## Page
-- BEGIN --

Right before me, Radio Biafra had lost another fan. Although my father was never among the radical and or angry people calling ceaselessly and volunteering to take up arms against an enemy they could not quite identify, his moral support to the Biafra cause swayed me enough, as learned as I feel I am to tune in on the radio and listen to someone who could use a lot of help with articulation of ideas and tact or diplomacy, lecture me and sometimes insult me about issues which he could read a lot about or at least question his elders more about. I have read Alexander Madiebo’s “Revolution and the Biafran war”, Ojukwu’s “Because I am Involved” and Achebe’s valedictory’s “There was a Country”. I have spoken to some of the soldiers that fought in the war. One of my Facebook friends had a father who was part of the ultimately futile but daring mission to capture Lagos for Biafra during the war. Yet the collage I arrived at was not enough to convince me that I now know enough to educate or insult people on air.

In fact, I freely admit that I do not know much about the war apart from the accounts I read which may be prejudiced and stories I was told which the teller may have told through the tints of circumstance and results. Thus The Directors style of dismissing and abruptly ending calls on anyone who dares to challenge his knowledge of pre-war, war and post-war issues or even attempt to offer other possible means to negotiating secession without resorting to the barbaric and counter-productive 1967 template, is most unhealthy and he may not know this, is a very bad PR move.

His autocracy on the radio also gives an unsettling hint to his own vision or version of Biafra. He may want a Biafra of despotism, of exclusion and of ceaseless confrontation. This is a precursor towards anarchy and is certainly not the kind of Biafra many Igbos want. The Igbos want a settled and predictable polity that will support their enterprise and drive economic growth. I am not sure The Director of Radio Biafra knows this. Little wonder then that the radio station is still bedeviled with crippling poverty and could easily go off air for two days straight. At least The Director knows enough to be forthright about these financial impediments.

Another of his problem is that his own version of Biafra lacks a map. The first step towards meaningful secession brokering is the identification of the parts that wants to secede. It is difficult to determine the parts of the country which falls under the ‘Biafran Territory” and which one does not. Ojukwu’s own version of Biafra faced this similar problem with some parts of Niger-Delta refusing to identify as Biafra. The problem is a recurring one. Most parts of the purported “Biafra land” do not fully identify themselves with the Biafran struggle and no one should blame them. The idea of Biafra received better marketing from The Late Dim Chukwuemeka Ojukwu than from this calamitous marketing it is getting from The Director.

In secession, there is the need to build consensus. The whole parts must be pulling together in one direction. However, we are not guaranteed this in The Radio Biafra’s version. Abakiliki and its people are often derided on the Radio, Rochas Okorocha, The governor of Imo State is a running caricature and Ralph Uwazuruike was given so many names ranging from “Ekperima” (Thief) to “Akalioghelli” (Fool). It may be true that some of these men may have done enough to deserve these names and that the names may be funny at times, it is above all imperative to lobby every influential Igbo man to buy into the idea of Biafra and clearly specify what they may stand to gain. Alienating them is a sepukku. Whether The Director appreciate it or not, wars are not won with guns and the army volunteers lack the resources to engage any part of Nigeria in an armed conflict even if it was guerilla conflict. Boko Haram, as macabre as their effects have being knew this from the get-go and sought the requisite support from the local and international parties who stood to gain from a burning Nigeria.

-- END --

## What to work on
Write out the passage of the Radio Biafra commentary above, word for word, from "His autocracy on" up to and including "these financial impediments.".

## Record list
-- BEGIN --

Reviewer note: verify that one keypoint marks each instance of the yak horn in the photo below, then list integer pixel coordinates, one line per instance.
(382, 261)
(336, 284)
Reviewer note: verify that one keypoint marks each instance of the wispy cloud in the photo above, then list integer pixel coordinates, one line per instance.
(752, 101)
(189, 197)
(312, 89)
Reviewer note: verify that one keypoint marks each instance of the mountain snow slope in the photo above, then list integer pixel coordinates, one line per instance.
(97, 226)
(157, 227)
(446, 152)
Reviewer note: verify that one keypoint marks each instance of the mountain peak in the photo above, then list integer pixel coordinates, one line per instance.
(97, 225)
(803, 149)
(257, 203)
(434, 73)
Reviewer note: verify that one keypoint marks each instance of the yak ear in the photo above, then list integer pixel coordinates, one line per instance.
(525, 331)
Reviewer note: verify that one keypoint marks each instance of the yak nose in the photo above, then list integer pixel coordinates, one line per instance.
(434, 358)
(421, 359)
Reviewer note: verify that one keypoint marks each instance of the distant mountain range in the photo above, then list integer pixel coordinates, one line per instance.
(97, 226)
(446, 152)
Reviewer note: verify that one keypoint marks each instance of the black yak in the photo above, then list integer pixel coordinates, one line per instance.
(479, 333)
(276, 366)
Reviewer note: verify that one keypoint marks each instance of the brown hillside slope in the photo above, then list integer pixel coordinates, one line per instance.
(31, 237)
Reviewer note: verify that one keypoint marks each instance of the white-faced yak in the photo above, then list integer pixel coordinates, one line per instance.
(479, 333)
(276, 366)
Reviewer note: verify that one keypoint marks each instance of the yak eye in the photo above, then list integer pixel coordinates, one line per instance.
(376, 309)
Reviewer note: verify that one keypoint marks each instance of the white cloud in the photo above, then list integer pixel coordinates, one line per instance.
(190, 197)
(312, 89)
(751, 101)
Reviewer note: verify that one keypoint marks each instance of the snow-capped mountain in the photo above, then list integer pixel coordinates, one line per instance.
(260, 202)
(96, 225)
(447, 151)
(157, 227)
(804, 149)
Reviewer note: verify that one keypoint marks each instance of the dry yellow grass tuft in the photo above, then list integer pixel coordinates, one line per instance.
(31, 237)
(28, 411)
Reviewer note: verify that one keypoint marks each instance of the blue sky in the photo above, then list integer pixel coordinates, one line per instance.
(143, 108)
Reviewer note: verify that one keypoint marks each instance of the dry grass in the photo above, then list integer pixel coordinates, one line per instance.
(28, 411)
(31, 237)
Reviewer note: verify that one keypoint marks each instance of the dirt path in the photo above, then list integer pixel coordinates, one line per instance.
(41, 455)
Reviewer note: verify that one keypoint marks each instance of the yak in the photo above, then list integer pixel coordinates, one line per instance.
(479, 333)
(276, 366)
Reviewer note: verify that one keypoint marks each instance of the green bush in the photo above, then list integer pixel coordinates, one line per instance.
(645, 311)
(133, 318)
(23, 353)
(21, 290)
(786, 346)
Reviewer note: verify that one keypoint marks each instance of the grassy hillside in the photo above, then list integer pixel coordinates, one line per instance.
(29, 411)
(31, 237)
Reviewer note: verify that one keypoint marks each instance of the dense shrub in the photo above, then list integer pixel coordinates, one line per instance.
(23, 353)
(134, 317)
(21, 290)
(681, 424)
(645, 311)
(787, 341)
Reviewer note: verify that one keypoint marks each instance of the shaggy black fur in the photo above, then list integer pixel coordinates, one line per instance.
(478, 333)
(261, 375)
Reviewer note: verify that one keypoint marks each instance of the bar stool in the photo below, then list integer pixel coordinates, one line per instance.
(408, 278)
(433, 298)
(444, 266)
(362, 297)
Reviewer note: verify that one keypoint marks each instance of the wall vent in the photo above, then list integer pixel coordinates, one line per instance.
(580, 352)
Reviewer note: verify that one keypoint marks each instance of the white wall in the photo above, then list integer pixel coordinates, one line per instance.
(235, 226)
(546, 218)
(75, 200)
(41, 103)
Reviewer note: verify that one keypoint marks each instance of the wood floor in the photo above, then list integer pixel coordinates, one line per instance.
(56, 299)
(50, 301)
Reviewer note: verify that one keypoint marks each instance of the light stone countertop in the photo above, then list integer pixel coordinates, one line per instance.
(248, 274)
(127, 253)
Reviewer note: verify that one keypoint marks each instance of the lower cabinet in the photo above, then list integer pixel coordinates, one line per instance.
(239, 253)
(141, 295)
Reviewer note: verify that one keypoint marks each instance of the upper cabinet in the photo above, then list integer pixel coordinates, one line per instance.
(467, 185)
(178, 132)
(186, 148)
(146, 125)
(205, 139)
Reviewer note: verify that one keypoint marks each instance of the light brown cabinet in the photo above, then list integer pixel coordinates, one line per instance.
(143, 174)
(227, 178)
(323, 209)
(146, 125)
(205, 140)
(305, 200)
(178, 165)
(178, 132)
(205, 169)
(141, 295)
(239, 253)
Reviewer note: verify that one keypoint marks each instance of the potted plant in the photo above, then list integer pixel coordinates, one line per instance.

-- END --

## Expected answer
His autocracy on the radio also gives an unsettling hint to his own vision or version of Biafra. He may want a Biafra of despotism, of exclusion and of ceaseless confrontation. This is a precursor towards anarchy and is certainly not the kind of Biafra many Igbos want. The Igbos want a settled and predictable polity that will support their enterprise and drive economic growth. I am not sure The Director of Radio Biafra knows this. Little wonder then that the radio station is still bedeviled with crippling poverty and could easily go off air for two days straight. At least The Director knows enough to be forthright about these financial impediments.